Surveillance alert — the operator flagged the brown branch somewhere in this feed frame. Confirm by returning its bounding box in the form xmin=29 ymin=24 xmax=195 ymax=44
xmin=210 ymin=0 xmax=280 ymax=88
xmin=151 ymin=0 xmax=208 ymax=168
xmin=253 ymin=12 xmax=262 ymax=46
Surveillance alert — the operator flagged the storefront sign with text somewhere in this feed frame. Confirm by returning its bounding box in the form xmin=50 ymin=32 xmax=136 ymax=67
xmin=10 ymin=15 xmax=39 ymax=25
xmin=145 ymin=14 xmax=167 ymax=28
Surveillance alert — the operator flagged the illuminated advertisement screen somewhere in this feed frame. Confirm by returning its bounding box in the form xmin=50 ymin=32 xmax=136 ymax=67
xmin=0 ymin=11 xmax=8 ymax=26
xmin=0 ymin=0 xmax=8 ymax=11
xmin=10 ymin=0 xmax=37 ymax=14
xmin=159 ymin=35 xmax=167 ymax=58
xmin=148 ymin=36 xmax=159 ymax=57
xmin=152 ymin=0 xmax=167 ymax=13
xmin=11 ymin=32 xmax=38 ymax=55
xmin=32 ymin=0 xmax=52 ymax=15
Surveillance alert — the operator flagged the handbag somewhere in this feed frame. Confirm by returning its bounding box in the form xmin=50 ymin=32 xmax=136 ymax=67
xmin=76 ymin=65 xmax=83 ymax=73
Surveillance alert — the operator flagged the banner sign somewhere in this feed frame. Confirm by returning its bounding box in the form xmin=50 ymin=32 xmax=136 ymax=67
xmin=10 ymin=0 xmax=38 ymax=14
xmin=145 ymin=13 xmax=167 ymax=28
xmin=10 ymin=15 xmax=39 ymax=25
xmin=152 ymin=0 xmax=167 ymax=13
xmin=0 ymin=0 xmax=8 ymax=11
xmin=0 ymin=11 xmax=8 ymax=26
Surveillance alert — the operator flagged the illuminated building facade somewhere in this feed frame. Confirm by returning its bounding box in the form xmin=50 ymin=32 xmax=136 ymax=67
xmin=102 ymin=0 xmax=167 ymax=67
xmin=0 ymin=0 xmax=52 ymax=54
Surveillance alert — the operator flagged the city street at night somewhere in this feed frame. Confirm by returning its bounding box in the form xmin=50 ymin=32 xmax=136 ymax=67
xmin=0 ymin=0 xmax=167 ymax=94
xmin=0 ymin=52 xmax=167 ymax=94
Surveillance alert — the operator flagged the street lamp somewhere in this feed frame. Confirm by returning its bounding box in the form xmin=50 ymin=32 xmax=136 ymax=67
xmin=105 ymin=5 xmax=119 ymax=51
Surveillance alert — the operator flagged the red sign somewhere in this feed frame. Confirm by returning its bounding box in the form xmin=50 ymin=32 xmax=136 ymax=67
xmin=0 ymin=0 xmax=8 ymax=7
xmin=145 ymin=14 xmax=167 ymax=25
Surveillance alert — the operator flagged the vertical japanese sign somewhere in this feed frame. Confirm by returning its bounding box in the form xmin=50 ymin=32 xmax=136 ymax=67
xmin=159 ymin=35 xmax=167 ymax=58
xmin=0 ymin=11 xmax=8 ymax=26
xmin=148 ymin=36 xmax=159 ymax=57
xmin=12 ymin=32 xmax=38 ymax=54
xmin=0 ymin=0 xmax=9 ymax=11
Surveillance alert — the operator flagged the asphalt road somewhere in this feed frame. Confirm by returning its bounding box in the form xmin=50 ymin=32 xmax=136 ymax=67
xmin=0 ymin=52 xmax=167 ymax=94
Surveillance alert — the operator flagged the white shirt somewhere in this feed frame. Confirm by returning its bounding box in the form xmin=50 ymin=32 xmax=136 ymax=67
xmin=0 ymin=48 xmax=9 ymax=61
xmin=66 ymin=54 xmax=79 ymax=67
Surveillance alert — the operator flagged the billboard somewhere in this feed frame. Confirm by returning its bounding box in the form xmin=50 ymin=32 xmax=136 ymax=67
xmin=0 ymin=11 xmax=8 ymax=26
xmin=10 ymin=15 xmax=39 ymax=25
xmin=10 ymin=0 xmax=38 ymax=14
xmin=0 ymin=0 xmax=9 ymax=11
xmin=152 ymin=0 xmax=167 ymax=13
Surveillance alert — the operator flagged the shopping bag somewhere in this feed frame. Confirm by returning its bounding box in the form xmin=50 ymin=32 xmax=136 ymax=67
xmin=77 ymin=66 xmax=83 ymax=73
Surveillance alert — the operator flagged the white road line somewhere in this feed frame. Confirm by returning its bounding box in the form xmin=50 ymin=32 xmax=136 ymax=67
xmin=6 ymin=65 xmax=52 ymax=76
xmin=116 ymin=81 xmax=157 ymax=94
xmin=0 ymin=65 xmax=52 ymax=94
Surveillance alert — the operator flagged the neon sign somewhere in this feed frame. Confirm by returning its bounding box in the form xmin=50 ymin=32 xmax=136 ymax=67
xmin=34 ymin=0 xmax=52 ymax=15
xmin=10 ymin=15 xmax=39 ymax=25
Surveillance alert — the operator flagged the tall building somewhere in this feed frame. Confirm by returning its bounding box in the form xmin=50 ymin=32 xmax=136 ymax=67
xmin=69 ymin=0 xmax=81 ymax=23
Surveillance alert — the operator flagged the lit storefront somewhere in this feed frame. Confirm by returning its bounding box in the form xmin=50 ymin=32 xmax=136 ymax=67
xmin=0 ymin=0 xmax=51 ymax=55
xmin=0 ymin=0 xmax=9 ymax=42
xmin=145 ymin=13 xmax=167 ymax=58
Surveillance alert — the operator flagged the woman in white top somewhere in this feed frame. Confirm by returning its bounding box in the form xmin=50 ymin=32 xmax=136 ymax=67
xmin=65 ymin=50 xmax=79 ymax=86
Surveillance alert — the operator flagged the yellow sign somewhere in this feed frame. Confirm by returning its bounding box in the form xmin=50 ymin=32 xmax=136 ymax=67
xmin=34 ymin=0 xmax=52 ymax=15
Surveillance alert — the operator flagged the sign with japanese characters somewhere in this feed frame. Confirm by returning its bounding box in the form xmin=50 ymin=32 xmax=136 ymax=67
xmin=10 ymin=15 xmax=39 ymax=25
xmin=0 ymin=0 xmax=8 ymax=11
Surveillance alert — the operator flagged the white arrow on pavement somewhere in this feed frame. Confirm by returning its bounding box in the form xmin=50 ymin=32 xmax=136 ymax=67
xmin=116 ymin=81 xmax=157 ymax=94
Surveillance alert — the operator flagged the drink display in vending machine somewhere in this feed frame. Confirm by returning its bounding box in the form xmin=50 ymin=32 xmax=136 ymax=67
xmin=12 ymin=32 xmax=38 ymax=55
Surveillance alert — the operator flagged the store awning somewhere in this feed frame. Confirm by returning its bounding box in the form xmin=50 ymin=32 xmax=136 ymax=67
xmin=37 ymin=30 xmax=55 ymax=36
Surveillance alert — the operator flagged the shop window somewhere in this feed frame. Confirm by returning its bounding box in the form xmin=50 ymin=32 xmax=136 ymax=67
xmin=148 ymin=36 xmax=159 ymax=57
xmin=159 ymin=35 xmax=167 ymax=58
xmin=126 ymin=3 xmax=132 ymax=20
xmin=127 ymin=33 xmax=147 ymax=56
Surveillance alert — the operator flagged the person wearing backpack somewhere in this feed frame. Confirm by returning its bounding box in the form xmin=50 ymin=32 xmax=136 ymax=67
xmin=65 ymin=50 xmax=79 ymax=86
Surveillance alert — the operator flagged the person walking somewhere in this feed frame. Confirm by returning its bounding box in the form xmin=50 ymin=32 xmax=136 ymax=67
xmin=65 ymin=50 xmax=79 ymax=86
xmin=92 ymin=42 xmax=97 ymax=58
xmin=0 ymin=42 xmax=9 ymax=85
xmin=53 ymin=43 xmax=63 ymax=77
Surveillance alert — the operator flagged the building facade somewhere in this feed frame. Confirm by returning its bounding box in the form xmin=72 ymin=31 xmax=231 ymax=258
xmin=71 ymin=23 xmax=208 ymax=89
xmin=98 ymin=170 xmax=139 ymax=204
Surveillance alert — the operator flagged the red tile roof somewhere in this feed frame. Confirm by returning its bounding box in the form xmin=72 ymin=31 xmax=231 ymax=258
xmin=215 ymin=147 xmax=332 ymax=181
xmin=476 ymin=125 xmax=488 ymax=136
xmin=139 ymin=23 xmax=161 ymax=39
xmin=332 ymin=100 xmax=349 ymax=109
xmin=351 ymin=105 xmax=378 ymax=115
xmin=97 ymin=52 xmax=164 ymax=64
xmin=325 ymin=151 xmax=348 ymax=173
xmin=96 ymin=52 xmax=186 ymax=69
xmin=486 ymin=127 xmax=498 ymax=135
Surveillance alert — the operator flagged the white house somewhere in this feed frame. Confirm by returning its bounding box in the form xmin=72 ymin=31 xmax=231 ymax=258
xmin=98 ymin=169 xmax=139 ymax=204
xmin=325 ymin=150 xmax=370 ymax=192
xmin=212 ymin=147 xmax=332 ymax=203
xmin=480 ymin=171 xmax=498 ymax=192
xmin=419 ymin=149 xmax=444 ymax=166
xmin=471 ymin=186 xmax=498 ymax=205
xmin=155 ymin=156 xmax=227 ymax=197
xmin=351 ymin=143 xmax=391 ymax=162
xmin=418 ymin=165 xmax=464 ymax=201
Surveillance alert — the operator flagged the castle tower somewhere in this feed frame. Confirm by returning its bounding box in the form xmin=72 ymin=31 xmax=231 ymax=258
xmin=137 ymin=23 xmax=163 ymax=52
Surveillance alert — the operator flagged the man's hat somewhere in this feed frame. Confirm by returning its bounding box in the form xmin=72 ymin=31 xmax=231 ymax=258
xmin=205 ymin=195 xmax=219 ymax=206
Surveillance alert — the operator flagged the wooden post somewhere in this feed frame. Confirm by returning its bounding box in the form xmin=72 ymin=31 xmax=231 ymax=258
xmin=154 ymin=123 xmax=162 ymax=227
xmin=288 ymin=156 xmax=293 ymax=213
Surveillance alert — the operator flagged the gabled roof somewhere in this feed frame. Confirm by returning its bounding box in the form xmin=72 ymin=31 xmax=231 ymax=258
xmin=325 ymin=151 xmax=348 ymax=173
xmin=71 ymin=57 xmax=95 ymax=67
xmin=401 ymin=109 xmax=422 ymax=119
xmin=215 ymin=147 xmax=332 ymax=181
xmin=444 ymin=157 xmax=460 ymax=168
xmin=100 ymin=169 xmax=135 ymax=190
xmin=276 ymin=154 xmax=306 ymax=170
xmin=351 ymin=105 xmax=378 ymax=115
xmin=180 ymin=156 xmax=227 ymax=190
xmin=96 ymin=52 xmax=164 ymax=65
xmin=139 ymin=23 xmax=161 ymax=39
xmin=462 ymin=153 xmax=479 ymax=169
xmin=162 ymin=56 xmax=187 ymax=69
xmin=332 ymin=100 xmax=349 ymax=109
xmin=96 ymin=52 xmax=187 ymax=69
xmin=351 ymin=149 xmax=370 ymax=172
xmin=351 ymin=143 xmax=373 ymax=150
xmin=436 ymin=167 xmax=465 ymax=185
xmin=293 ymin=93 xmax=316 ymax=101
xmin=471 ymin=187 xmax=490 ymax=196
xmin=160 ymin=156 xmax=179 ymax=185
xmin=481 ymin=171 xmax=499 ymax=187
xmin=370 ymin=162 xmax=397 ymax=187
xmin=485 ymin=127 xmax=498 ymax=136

> [Stated task] State how many lines of the records above contain the word "with". Letter case counts, and your answer should be only the number.

> [Written answer] 2